**PROBLEMS TO WORK ON:**
a: In the climate change text, how much sea-level rise did the IPCC chair warn would come from the thermal expansion of water alone?
b: Echo the climate change text word for word, starting with "In Africa, most" and going on through "and geothermal power.".

**TEXT EXTRACT:**
-------------------------
Floods and droughts are clear dangers, but there is another creeping threat that is much less obvious. Few scientists believe it possible to prevent a two-degree rise in temperature given the current slow pace of international action. Rajendra Pachauri, chair of the IPCC, has warned that this means a sea-level rise of 0.4-1.4 metres due to the thermal expansion of water alone. Add to this the extra water that flows into the sea as glaciers and icecaps melt, and we have a threat that will redraw the map of Africa as the sea bites into coastal areas.
The IPCC concluded that if urgent steps are taken, climate change could be addressed at a reasonable cost. Economists agree that the costs of tackling climate change now are small compared to the costs of dealing with its consequences later. The world needs to respond to the climate-change threat urgently by drastically reducing greenhouse-gas emissions. The sooner emissions are reduced, the smaller the need to adapt will be. The responsibility for reducing these emissions lies squarely with the world’s richest nations.
Clean development ?
In Africa, most greenhouse- gas emissions arise from people meeting basic needs, such as food and energy, mostly based on simple technologies, such as wood or charcoal stoves. Despite Africa’s low emissions, the continent has great potential to both limit climate change and develop sustainably through private investment and by gaining carbon credits in return for producing renewable energies such as hydropower, small-scale biomass, wind power, solar thermal power and geothermal power.
-------------------------
**GIVEN DATA:**
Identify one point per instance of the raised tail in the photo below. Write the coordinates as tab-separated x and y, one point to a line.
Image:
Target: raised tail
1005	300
-------------------------
**RESPONSES:**
a: 0.4-1.4 metres

b:
In Africa, most greenhouse- gas emissions arise from people meeting basic needs, such as food and energy, mostly based on simple technologies, such as wood or charcoal stoves. Despite Africa’s low emissions, the continent has great potential to both limit climate change and develop sustainably through private investment and by gaining carbon credits in return for producing renewable energies such as hydropower, small-scale biomass, wind power, solar thermal power and geothermal power.